◆ Written request: Return the listing below word for word.

───── Task material

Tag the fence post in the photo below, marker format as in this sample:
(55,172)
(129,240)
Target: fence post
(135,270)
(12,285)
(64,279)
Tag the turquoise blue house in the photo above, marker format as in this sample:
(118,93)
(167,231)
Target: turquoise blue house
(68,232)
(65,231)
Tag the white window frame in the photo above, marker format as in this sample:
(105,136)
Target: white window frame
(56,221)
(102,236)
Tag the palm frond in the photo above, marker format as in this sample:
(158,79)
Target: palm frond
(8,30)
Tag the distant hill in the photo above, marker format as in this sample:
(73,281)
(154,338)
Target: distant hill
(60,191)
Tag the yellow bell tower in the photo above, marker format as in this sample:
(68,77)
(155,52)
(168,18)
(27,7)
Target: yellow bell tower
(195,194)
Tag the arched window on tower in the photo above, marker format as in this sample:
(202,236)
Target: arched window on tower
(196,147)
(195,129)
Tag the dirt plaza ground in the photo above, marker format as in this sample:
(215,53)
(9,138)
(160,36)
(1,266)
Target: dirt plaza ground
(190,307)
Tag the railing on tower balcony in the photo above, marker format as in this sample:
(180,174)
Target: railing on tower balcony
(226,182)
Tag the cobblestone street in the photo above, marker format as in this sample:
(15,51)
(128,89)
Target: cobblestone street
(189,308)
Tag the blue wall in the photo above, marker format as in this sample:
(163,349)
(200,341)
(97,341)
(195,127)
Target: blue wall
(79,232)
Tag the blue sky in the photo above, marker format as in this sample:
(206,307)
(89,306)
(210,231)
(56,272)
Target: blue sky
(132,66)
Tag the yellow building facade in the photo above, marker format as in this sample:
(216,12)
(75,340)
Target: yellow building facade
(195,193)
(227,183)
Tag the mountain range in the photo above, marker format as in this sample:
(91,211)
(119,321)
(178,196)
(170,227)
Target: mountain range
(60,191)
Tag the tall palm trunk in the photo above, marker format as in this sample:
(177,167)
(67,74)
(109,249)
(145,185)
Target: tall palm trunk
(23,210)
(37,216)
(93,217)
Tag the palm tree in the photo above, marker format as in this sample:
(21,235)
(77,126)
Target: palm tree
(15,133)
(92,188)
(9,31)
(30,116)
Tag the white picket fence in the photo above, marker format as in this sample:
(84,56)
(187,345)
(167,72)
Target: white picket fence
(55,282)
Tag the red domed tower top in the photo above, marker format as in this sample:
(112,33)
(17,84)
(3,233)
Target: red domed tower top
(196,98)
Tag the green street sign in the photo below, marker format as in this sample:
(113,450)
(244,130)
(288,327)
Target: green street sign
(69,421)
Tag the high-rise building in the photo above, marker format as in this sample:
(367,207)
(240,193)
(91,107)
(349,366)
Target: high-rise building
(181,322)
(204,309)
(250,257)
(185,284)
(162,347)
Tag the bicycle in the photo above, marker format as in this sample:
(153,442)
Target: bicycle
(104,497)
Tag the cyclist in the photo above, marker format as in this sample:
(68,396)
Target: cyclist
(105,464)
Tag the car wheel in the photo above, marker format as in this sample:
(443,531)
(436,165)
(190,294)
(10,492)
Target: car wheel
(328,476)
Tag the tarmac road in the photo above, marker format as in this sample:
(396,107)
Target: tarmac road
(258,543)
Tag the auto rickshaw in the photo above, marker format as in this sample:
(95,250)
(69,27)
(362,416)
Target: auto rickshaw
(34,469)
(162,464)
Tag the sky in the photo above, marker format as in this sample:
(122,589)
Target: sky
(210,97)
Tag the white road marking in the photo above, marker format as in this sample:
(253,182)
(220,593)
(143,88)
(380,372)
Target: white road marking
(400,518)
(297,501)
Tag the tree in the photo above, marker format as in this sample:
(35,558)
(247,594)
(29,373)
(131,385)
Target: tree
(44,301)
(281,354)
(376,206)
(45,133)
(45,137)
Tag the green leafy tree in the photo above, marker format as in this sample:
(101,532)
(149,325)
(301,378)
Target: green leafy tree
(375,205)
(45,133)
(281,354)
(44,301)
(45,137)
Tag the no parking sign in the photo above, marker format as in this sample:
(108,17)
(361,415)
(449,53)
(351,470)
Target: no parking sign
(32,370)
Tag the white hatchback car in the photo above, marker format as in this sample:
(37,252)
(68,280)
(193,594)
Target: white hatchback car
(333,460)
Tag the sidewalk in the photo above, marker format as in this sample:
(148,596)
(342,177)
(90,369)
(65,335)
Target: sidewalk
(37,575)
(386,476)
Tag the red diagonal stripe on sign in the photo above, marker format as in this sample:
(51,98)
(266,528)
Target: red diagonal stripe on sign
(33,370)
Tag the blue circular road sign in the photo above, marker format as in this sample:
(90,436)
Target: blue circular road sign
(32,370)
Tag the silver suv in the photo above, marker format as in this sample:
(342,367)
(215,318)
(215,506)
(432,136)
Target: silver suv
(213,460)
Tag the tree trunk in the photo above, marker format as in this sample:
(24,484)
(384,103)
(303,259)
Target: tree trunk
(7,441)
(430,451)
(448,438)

──────────

◆ Right answer:
Tag the fence post in the photo below, marker format as in this sample:
(55,172)
(129,240)
Target: fence post
(135,270)
(12,285)
(64,279)
Tag the turquoise blue house in the photo above, marker format as in this sample:
(118,93)
(167,231)
Target: turquoise blue house
(68,232)
(65,231)
Tag the white window frame in the photo above, marker format as in this sample:
(105,136)
Target: white window frame
(56,221)
(102,236)
Tag the palm frond in the photo above, marker format as in this sample:
(158,79)
Target: palm frond
(8,30)
Tag the distant hill in the photo above, marker format as in this sample:
(73,281)
(154,338)
Target: distant hill
(60,191)
Tag the yellow bell tower in the photo above, marker format as in this sample:
(68,77)
(155,52)
(168,18)
(27,7)
Target: yellow bell tower
(195,194)
Tag the arched window on tower in the photo above, marker format as in this sample:
(202,236)
Target: arched window on tower
(196,147)
(195,129)
Tag the dirt plaza ground in the photo above, marker format as in this sample:
(215,53)
(9,138)
(160,36)
(1,266)
Target: dirt plaza ground
(190,307)
Tag the railing on tower balcony in the photo above, marker format as in this sample:
(180,174)
Target: railing on tower balcony
(226,182)
Tag the cobblestone street in the photo above, marker format as in this sample:
(15,51)
(128,89)
Target: cobblestone street
(189,308)
Tag the blue wall in the photo above, marker format as in this sample:
(163,349)
(200,341)
(97,341)
(195,127)
Target: blue wall
(79,232)
Tag the blue sky in the photo above, marker format as in this sample:
(206,307)
(89,306)
(210,231)
(56,272)
Target: blue sky
(132,66)
Tag the yellow building facade in the photo above, marker format as in this sample:
(216,12)
(75,340)
Target: yellow building facade
(195,193)
(227,183)
Tag the mountain range in the photo above, marker format as in this sample:
(91,211)
(119,321)
(178,196)
(170,227)
Target: mountain range
(60,191)
Tag the tall palm trunk in the photo above, marker format as in this sample:
(177,167)
(67,74)
(109,249)
(145,185)
Target: tall palm trunk
(23,210)
(37,216)
(93,217)
Tag the palm tree in the photo above, marker format as in this sample:
(21,235)
(77,126)
Target: palm tree
(15,133)
(92,188)
(9,31)
(30,116)
Tag the white picket fence in the photo above, marker format as in this sample:
(84,56)
(187,345)
(167,72)
Target: white picket fence
(55,282)
Tag the red domed tower top in the photo above, marker format as in this sample:
(112,33)
(17,84)
(3,233)
Target: red domed tower top
(196,98)
Tag the green street sign in the photo below, marker format as in this sample:
(113,450)
(244,130)
(288,327)
Target: green street sign
(69,421)
Tag the high-rise building in the photo above, marker format as in this sample:
(367,207)
(240,193)
(91,107)
(349,366)
Target: high-rise building
(181,322)
(204,309)
(250,257)
(185,284)
(162,347)
Tag the bicycle in the photo above, marker format as in this sample:
(153,442)
Target: bicycle
(104,497)
Tag the cyclist in the photo above, marker format as in this sample:
(68,396)
Target: cyclist
(105,464)
Tag the car wheel in the photo above, marker format as in this sample:
(443,531)
(436,165)
(190,294)
(10,492)
Target: car wheel
(328,476)
Tag the tarmac road in the photo above, marker format as in this sample:
(396,107)
Target: tarmac road
(258,543)
Tag the auto rickshaw in the photo above, marker format as in this sample:
(95,250)
(69,27)
(362,416)
Target: auto rickshaw
(34,469)
(162,464)
Tag the sky in the photo above, marker format as in this sample:
(122,589)
Target: sky
(210,97)
Tag the white road marking in the photo above, marker format as in this sample:
(253,182)
(220,593)
(143,88)
(380,372)
Target: white road marking
(400,518)
(297,501)
Tag the tree in the photo above, marker format as in this sample:
(35,558)
(247,594)
(29,373)
(131,385)
Target: tree
(44,301)
(281,354)
(376,206)
(45,133)
(45,137)
Tag the green leafy tree in the photo above, marker format as in this sample:
(101,532)
(149,325)
(301,378)
Target: green leafy tree
(375,205)
(45,133)
(281,354)
(44,301)
(45,137)
Tag the no parking sign in the photo above, marker format as in this sample:
(108,17)
(361,415)
(449,53)
(351,470)
Target: no parking sign
(32,370)
Tag the white hatchback car in the photo above, marker format as in this sample:
(37,252)
(68,280)
(193,594)
Target: white hatchback car
(333,460)
Tag the sidewalk in the photo above, marker format as in this sample:
(148,596)
(342,177)
(90,369)
(65,335)
Target: sidewalk
(37,575)
(386,476)
Tag the red diagonal stripe on sign in the photo above, marker format as in this sample:
(51,98)
(266,528)
Target: red diagonal stripe on sign
(33,370)
Tag the blue circular road sign in the photo above, marker format as in this sample:
(90,436)
Target: blue circular road sign
(32,370)
Tag the silver suv in the photo above, marker format as in this sample:
(342,367)
(215,318)
(215,506)
(432,136)
Target: silver suv
(213,460)
Tag the tree trunk in the photo above, marker format as in this sample:
(24,484)
(384,103)
(303,259)
Target: tree trunk
(7,441)
(430,451)
(448,438)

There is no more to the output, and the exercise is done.